## EXERCISE DETAILS
Can you rewrite the lines below with "pixel coords" changed to "pixel coordinates" everywhere and everything else kept the same? Leave the pictures out of your answer.

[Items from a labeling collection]
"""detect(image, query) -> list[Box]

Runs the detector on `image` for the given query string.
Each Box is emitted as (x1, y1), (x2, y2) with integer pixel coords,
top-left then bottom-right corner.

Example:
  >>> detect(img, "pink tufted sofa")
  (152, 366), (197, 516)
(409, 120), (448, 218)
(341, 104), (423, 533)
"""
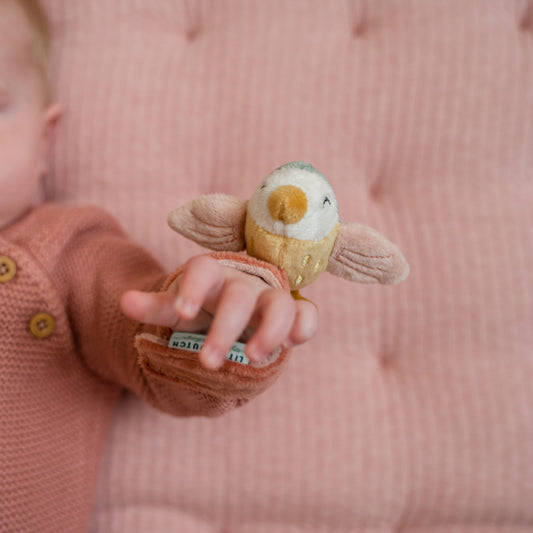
(44, 0), (533, 533)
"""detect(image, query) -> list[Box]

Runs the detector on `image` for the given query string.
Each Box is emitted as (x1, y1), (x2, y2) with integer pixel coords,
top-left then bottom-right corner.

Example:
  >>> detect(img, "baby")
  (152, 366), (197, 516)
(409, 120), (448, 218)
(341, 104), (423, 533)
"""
(0, 0), (317, 531)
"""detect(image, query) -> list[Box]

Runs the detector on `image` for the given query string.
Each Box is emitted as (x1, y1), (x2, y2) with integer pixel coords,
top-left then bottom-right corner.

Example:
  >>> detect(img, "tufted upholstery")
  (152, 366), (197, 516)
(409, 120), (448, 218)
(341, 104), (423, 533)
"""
(45, 0), (533, 533)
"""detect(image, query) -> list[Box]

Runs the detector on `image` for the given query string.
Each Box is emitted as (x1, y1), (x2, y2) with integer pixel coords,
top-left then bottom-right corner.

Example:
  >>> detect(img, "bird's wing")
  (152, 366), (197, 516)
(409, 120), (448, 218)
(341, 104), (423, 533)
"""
(327, 222), (409, 284)
(168, 194), (247, 252)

## RESPONSE TO THIS EXERCISE
"""detect(image, query) -> list[Box]

Runs the detector on `image` for the given query string.
Each Box is emitted as (x1, y1), (x2, y2) with integer pixel coordinates,
top-left then bottom-right corner.

Example:
  >>> detect(img, "pink tufted sofa")
  (152, 366), (197, 516)
(409, 120), (448, 218)
(341, 104), (423, 533)
"""
(44, 0), (533, 533)
"""detect(image, query) -> list[Box]

Runs the detector on `image` for the given query string.
Each Box is emitted as (x1, y1), (x2, y2) with integer pixel coordinates,
top-left then bottom-right corner.

Example:
  >>> detect(img, "baby")
  (152, 366), (197, 516)
(409, 120), (448, 218)
(341, 104), (423, 533)
"""
(0, 0), (317, 531)
"""detect(image, query) -> list[Box]

Runs the detector on `image` for the given query string.
Each Box is emitted as (x1, y1), (x2, y2) with integer pixel coordinates,
top-left then bottom-right corner.

Example:
  >>> detect(img, "tufted upholstery")
  (152, 366), (197, 516)
(409, 120), (448, 218)
(341, 104), (423, 533)
"""
(45, 0), (533, 533)
"""detect(image, query) -> list[Box]

Runs the detector on `image` for the given query string.
Each Box is emitted as (x1, y1), (x2, y2) with integer pixel coordinates,
top-left then bottom-right corner.

Example:
  >>> detect(img, "bird's wing")
  (152, 366), (197, 516)
(409, 120), (448, 218)
(341, 104), (423, 533)
"""
(327, 222), (409, 284)
(168, 194), (247, 252)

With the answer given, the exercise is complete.